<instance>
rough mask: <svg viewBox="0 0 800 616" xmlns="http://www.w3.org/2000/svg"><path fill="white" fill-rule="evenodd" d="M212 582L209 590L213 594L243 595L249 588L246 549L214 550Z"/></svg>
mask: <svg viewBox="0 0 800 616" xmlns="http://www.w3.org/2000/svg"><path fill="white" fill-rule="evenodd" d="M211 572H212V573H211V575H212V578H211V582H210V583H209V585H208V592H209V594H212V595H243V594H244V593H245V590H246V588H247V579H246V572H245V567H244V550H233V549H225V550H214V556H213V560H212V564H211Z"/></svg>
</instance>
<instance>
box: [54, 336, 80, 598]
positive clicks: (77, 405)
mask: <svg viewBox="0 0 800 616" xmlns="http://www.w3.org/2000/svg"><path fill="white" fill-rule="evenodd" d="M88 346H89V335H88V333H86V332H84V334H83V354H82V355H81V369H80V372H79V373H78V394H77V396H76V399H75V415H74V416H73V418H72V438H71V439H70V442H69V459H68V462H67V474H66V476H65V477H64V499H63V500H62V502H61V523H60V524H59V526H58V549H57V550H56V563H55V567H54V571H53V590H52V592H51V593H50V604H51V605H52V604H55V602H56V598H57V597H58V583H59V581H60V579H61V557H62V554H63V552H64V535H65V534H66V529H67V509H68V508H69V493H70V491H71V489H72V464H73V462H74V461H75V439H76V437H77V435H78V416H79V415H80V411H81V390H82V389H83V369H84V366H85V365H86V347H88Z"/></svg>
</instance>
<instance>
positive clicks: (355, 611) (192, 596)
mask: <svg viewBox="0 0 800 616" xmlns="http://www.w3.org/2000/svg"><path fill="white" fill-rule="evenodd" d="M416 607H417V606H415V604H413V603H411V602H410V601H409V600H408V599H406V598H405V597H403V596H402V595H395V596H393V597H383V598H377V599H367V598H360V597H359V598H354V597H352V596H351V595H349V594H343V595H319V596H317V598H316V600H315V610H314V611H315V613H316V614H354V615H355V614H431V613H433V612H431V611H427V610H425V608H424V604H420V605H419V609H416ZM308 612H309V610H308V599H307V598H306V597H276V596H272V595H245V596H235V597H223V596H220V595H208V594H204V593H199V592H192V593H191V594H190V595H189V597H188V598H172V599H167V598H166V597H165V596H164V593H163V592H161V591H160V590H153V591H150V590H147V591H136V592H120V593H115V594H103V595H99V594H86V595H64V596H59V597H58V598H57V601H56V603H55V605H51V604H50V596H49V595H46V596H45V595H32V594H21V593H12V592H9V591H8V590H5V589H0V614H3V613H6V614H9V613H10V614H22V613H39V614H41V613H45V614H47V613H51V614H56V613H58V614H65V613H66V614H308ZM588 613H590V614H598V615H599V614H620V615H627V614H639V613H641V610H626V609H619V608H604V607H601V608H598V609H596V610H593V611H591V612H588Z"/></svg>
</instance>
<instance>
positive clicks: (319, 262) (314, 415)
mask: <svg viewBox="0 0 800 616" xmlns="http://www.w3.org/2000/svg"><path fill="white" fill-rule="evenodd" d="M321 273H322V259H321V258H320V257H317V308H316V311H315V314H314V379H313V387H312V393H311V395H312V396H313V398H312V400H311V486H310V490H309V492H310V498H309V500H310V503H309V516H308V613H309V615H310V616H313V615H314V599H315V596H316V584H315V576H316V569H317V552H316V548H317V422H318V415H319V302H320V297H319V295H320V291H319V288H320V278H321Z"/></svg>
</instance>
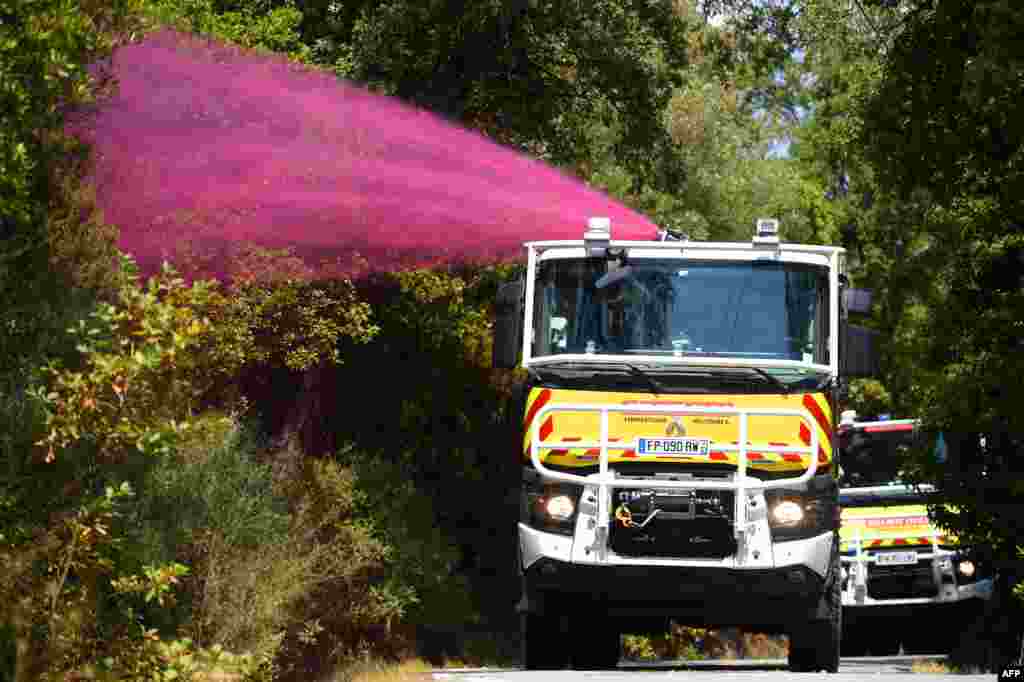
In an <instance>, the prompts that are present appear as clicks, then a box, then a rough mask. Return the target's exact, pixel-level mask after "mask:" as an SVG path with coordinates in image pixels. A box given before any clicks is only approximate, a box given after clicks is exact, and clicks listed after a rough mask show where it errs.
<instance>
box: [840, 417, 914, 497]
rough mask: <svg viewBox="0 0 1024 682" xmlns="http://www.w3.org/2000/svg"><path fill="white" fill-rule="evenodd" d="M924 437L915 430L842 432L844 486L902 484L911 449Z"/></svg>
mask: <svg viewBox="0 0 1024 682" xmlns="http://www.w3.org/2000/svg"><path fill="white" fill-rule="evenodd" d="M918 437H920V436H919V435H918V432H916V431H915V430H913V429H907V430H880V431H868V430H866V429H861V428H854V429H849V430H846V431H842V432H840V436H839V441H840V442H839V444H840V451H841V452H842V453H843V455H842V462H841V468H842V476H841V478H840V485H841V486H843V487H870V486H874V485H890V484H898V483H899V482H900V470H901V469H902V468H903V466H904V461H905V460H906V457H907V454H908V453H909V450H910V447H912V446H913V445H914V444H915V438H918Z"/></svg>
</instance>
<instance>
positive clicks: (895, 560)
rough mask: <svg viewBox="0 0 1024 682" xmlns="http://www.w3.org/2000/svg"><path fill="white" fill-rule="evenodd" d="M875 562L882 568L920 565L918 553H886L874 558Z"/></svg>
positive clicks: (876, 556)
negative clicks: (915, 563)
mask: <svg viewBox="0 0 1024 682" xmlns="http://www.w3.org/2000/svg"><path fill="white" fill-rule="evenodd" d="M874 562H876V563H877V564H879V565H880V566H904V565H906V564H908V563H918V553H916V552H885V553H882V554H877V555H876V556H874Z"/></svg>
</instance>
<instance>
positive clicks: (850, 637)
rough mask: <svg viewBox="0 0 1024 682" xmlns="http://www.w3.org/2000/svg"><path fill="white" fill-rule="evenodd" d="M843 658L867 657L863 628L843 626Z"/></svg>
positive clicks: (842, 648) (849, 625)
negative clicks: (863, 655) (853, 657)
mask: <svg viewBox="0 0 1024 682" xmlns="http://www.w3.org/2000/svg"><path fill="white" fill-rule="evenodd" d="M840 648H841V650H842V651H843V655H845V656H863V655H867V632H866V629H865V628H864V626H862V625H857V626H850V625H846V624H844V625H843V646H842V647H840Z"/></svg>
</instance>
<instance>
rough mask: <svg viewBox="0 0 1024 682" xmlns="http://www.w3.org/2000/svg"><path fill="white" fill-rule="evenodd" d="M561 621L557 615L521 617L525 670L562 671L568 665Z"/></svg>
mask: <svg viewBox="0 0 1024 682" xmlns="http://www.w3.org/2000/svg"><path fill="white" fill-rule="evenodd" d="M559 621H560V619H559V617H558V616H557V615H548V614H544V615H541V614H538V613H522V614H521V615H520V626H521V633H522V667H523V669H524V670H562V669H563V668H565V666H566V665H567V664H568V647H566V646H565V642H564V641H563V638H562V636H561V628H560V623H559Z"/></svg>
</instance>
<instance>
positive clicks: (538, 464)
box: [529, 403, 818, 561]
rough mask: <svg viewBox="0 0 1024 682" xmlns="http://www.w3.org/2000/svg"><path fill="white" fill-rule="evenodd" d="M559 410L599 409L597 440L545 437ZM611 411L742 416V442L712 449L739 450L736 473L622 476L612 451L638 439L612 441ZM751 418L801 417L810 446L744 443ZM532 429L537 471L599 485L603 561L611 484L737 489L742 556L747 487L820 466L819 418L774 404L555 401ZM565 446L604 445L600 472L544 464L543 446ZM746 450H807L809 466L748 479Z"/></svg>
mask: <svg viewBox="0 0 1024 682" xmlns="http://www.w3.org/2000/svg"><path fill="white" fill-rule="evenodd" d="M556 412H564V413H577V414H580V413H598V414H599V415H600V437H599V440H597V441H596V442H595V441H579V440H573V441H564V440H544V441H542V440H541V436H540V426H539V425H541V424H543V423H544V422H545V421H546V420H545V419H544V418H545V417H547V416H548V415H551V414H554V413H556ZM612 412H615V413H624V412H629V413H630V414H631V415H638V414H650V415H670V416H681V415H701V416H703V415H720V416H726V417H737V418H738V420H739V437H738V444H732V443H717V442H714V441H713V442H712V443H711V446H710V449H709V455H710V453H711V452H721V453H738V457H737V458H736V460H737V462H736V464H737V466H736V475H735V477H734V478H733V480H731V481H720V480H702V479H693V480H692V481H690V480H686V481H678V480H657V481H654V480H651V479H650V478H628V477H618V476H616V474H615V472H614V471H611V470H610V469H609V468H608V452H609V451H629V450H636V449H637V444H638V443H637V441H635V440H634V441H632V442H631V441H618V440H616V441H614V442H609V441H608V415H609V414H610V413H612ZM751 417H797V418H800V419H801V420H803V421H804V422H805V423H806V424H807V428H808V430H809V431H810V434H811V442H810V444H809V445H803V446H797V445H769V444H764V445H759V444H746V439H748V437H746V436H748V432H749V428H748V426H749V420H750V418H751ZM529 431H530V442H531V447H530V451H529V456H530V462H531V463H532V465H534V468H535V469H536V470H537V471H538V473H539V474H540V475H541V476H542V477H543V478H546V479H550V480H557V481H564V482H568V483H577V484H581V485H596V486H597V488H598V489H597V503H598V506H597V510H598V511H597V523H598V525H597V541H596V545H597V547H596V548H595V549H596V550H597V554H598V557H599V558H600V560H602V561H603V560H605V559H606V555H607V546H608V524H609V519H610V516H611V513H610V504H611V489H612V488H618V487H641V488H643V487H656V488H659V489H687V491H734V492H735V500H734V505H735V512H734V515H733V532H734V536H735V539H736V545H737V552H736V556H737V557H739V556H742V554H743V551H742V550H743V547H744V543H745V539H746V536H748V534H749V528H748V520H746V518H748V514H746V512H748V504H749V503H748V499H746V495H748V492H749V491H764V489H770V488H779V487H791V486H794V485H800V484H802V483H805V482H807V481H809V480H810V479H811V477H812V476H814V474H815V472H816V471H817V468H818V457H817V453H818V431H817V428H816V422H815V420H814V418H813V417H812V416H811V414H810V413H809V412H808V411H807V410H803V409H801V410H792V409H773V408H750V409H736V408H718V407H705V408H686V407H680V406H646V407H641V406H630V407H629V408H628V409H625V408H623V407H622V406H609V404H588V403H557V404H547V406H545V407H543V408H541V410H540V411H539V412H538V414H537V415H536V416H535V418H534V420H532V422H531V425H530V427H529ZM567 447H577V449H583V447H586V449H591V450H600V455H599V457H598V473H597V475H596V476H594V475H591V476H580V475H577V474H570V473H566V472H562V471H554V470H552V469H549V468H547V467H545V466H544V463H543V462H541V452H542V451H543V450H564V449H567ZM748 452H759V453H797V454H801V455H803V454H806V455H807V456H808V460H809V461H810V465H809V466H808V468H807V469H806V470H805V471H804V472H803V473H802V474H801V475H800V476H797V477H792V478H777V479H774V480H759V479H749V478H748V476H746V464H748V460H746V454H748Z"/></svg>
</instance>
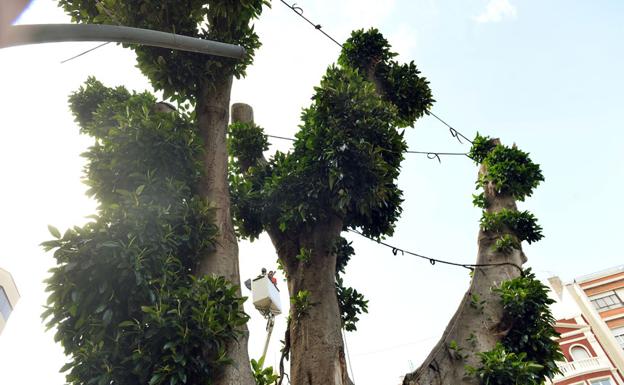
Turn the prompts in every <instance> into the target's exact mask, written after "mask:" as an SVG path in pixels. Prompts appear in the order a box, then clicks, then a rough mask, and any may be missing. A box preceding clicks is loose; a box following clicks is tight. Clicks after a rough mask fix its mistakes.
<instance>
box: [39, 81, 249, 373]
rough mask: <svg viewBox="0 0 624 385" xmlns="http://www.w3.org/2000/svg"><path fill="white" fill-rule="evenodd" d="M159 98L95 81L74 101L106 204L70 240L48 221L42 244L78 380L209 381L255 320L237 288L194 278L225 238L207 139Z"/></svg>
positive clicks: (97, 183)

**********

- **EXERCISE DETAILS**
Search the material above for the word "then", and return each line that holds it.

- **TASK SOLUTION**
In an <instance>, the prompts that are present appear as clicks, then a box, then a rough mask. Return the target's exact, pixel-level mask after "mask:" as an SVG path with coordinates in image pixels. A box given before any clicks is only approximate, a box given after clicks is exact, and clicks listed after a rough mask show where it errs.
Turn the prompts in every <instance> into the target's exact mask, written after "mask:" as an SVG path in pixels. Prompts appear in the order a box, then clicks, then a rough mask, and any may be missing. A box preceding clicks is loose; a box following clicks is tight. Clicks after a rough mask fix its mistakes.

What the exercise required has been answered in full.